The entire time that Main Storage Management is making adjustments to the transfers from disk, it continues to monitor the page faulting in the pool. If the page fault rate in the pool begins to get too high (determined by Main Storage Management algorithms), the blocking factors will be reduced. The best part of using *CALC is that all of the analysis is done by the system, so it does not require any work on your part (other than to change the paging option to *CALC). *CALC should be specified for all shared pools.

Because there is such low overhead to provide more efficient Main Storage Management, the paging option should be set to CALC. This is not the default value. Also, when you change to PAGING(*CALC), be sure to specify a the minimum size value on the WRKSHRPOOL display that is much larger than 1!

Given information:
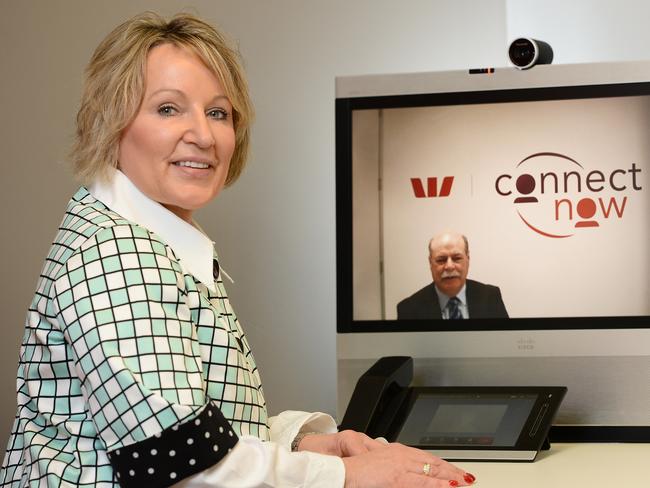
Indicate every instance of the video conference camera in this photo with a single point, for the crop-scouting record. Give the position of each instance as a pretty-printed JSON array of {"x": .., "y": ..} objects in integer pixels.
[{"x": 526, "y": 53}]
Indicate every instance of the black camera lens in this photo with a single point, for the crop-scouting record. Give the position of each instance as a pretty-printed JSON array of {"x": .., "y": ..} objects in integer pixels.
[{"x": 526, "y": 53}]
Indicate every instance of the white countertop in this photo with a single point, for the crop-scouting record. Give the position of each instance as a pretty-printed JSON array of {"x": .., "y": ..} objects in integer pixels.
[{"x": 570, "y": 466}]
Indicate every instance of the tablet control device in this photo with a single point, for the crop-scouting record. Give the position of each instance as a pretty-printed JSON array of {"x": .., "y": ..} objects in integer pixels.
[{"x": 478, "y": 423}]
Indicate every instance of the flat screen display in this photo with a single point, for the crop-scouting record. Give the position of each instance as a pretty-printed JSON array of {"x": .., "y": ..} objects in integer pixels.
[{"x": 550, "y": 186}]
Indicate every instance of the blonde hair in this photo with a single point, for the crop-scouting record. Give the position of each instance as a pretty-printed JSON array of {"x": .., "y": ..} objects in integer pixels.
[{"x": 114, "y": 88}]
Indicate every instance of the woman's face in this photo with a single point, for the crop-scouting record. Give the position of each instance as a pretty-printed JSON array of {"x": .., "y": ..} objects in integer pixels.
[{"x": 177, "y": 150}]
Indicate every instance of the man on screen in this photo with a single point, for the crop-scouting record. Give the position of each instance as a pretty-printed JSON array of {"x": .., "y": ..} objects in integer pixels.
[{"x": 452, "y": 295}]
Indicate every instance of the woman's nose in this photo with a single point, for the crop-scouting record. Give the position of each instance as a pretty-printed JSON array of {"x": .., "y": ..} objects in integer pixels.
[{"x": 198, "y": 131}]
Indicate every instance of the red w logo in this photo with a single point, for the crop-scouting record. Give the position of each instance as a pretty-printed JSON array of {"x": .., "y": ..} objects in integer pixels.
[{"x": 432, "y": 187}]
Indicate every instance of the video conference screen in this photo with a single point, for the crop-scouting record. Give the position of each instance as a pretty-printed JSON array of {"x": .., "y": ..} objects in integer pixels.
[{"x": 549, "y": 186}]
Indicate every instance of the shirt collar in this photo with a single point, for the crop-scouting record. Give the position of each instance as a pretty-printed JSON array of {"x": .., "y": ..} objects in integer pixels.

Set tasks:
(a) According to the paging text, what happens when the page fault rate in the pool begins to get too high?
(b) Please write out the part of the paging text starting with "Because there is" and going on through "larger than 1!", substituting "cost" for "overhead".

Worked answers:
(a) The blocking factors are reduced.

(b)
Because there is such low cost to provide more efficient Main Storage Management, the paging option should be set to CALC. This is not the default value. Also, when you change to PAGING(*CALC), be sure to specify a the minimum size value on the WRKSHRPOOL display that is much larger than 1!